• Given task: Please carry on the forum discussion below about ESTP and ISTP cognitive functions, starting right after its last line.

• Excerpt to read:
Being an extrovert doesn't necessarily mean you love to talk or that you can't stand to be alone or enjoy being alone. I could see how there could be that swapping of cognitive functions order between ISTP/ESTP. 

I did a quick search on ESTP cognitive functions, and I felt like the following two quotes echo what you've written very well (unless you're echoing them in your research on the question of ESTP-vs-ISTP) --

In the functional analysis section of this article, http://typelogic.com/estp.html:



> [Ti-aux] readily yields to allow Sensing[Se-dom] to savor a special moment


And, from simulatedworld's ESTP: A Jungian Cognitive Function Analysis from personality nation.com (I can't seem to paste the url):



> In lesser moments of clarity, excessive Se may use argumentation as a means of proving its bravado or physical presence, its immediate influence on the perceptions of the surrounding audience. Talk is cheap--actions will _always_ speak louder than words.





xReBoRN7 said:


> I have a hard time with the typical, "ESTP is a social butterfly" portion of descriptions, but everything else I strongly relate to.


To me, relating "typical" action to type can be a bit distorting, because then it almost becomes a stereotype. It's like saying "ISTPs, despite being introverts, are often very social at parties" which I would say does not apply to all ISTPs, myself included. 

Rather, I would put legitimacy on what each cognitive functions means in the orders they stand for each type.


----------



## reletative (Dec 17, 2010)

xReBoRN7 said:


> @Khys I have a hard time with the typical, "ESTP is a social butterfly" portion of descriptions, but everything else I strongly relate to. Like I wrote above, socializing isn't something I want to do outside of an experience...standing around and just talking for the sake of talking is boring.
> 
> Also, good call on the depression bit. I never even thought about how being isolated made me feel...now that I think about it...that might be a big piece of why I've been so depressed these past few years. Too much being cooped up indoors all by myself.


I dont think being an extrovert means you have to "love talking nonstop". It just seems you draw energy from engaging outside your mind. (that's how i would sum it up anyways) If you've been locked up in your own head for years and were depressed because of it, and are now engaging outside your head and being energized by it, then I would say you are Se dominant.

That's just my 2 cents.

edit: personally, while engaging outside my own head will energize me for a short burst, i get very drained by it and always have to retreat to charge my mental batteries. Whereas being alone to mull things over and think and daydream makes me super energized and stimulated.


----------



## MrSmashem (Aug 25, 2010)

Enormous Hatred said:


> More of a hunch than anything. I don't know much else about you, obviously. Fi and Ti work in fundamentally similar ways, and I got a bigger impression of the former. "Instinctive, impulsive, reactive" judgements just sounds more like Fi than Ti's systematic, "cold" analysis. Plus, you did say you didn't identify so well with parts of Ti, so as much as it could be it's not your dominant function you may just not have it in your type at all.


It's not that I don't relate to Ti...I strongly relate to it...I just don't relate to some of what I've read about being Ti Dom.

Also, Se is impulsive, reactive and instinctive.

Just trying to figure out which one is my dominant function...Se or Ti.


----------



## reletative (Dec 17, 2010)

I'm a little rusty on my functino interaction since it's been a while since i picked up the books, but...

• Record excerpts:
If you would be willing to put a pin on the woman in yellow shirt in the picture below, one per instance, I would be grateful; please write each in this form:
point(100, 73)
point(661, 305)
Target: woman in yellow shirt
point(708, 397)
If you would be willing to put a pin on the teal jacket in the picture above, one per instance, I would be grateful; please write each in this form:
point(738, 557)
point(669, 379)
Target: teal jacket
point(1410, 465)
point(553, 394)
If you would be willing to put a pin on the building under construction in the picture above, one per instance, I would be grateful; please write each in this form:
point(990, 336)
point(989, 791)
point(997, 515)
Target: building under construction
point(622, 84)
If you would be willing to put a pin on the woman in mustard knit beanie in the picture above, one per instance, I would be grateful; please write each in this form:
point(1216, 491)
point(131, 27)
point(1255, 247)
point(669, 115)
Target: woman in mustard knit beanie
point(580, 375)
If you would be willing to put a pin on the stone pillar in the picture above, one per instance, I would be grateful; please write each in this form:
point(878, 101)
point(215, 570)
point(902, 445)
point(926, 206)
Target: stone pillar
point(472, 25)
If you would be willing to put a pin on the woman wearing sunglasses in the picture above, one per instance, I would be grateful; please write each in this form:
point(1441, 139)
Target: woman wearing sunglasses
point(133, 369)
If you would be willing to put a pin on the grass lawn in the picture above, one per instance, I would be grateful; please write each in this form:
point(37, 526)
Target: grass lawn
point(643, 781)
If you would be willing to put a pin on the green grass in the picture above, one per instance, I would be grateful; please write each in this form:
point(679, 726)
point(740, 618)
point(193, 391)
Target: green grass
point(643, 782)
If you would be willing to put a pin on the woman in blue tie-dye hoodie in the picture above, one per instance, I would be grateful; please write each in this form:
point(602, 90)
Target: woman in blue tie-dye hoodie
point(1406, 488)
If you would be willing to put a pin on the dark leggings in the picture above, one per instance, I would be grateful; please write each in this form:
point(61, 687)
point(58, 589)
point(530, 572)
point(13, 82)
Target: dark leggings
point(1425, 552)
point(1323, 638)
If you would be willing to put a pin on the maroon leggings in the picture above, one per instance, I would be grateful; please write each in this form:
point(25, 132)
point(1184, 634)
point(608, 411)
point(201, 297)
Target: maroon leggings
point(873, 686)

• Response:
Doesn't your secondary function sort of balance out your dominant function? For me, Se definitely balances out my Ti and keeps me from getting out of control. It sounds like for you, Ti balances out your Se and keeps it from getting out of control....amiright? I think you're Se dominant, yo


----------



## MrSmashem (Aug 25, 2010)

@Khys Can you clarify on what, "engaging outside your head" means.

When I read that, I'm thinking everything external...I.E. movies, video games, sports, outdoors etc. If that's the case, then yeah, those things give me energy. I can't spend too much time in my head before I get bored and have to jump right in again. It bores me to "reflect" on anything too long(unless it's a serious issue...then I can spend an hour or 2 on it here and there). And when I say too long, I mean more than 5-10 minutes pains me without jumping right back in(if the option is available).

I've also noticed if I just sit without any external stimulus for too long I get antsy. I can't just sit in my room with just the light on and think for very long without scrambling to find something to do.

Edit: And yeah, Aux balances out your Dom function.


----------



## LiquidLight (Oct 14, 2011)

Basically if your first instinct is to react outwardly, you're an extravert if the choice is between Se and Ti. Ti-doms under stress actually become uber-logical and hypersensitive (because of Ti and inferior Fe). Ti is their dominant mindset so when everything begins to fall apart people will first look to their dominant function to bail them out (ISTP would withdraw into Ti and ESTP would express through Se). ESTP's under stress become physically reactive, confused and begin to attribute all kinds of wonky meanings to things and nonsensical reasonings for why something might be occurring (Inferior Ni).


----------



## MrSmashem (Aug 25, 2010)

Yeah, I'm thinkin I'm an ESTP.


----------



## reletative (Dec 17, 2010)

LiquidLight said:


> Basically if your first instinct is to react outwardly, you're an extravert .


you just said it way better than i did lol


----------



## MrSmashem (Aug 25, 2010)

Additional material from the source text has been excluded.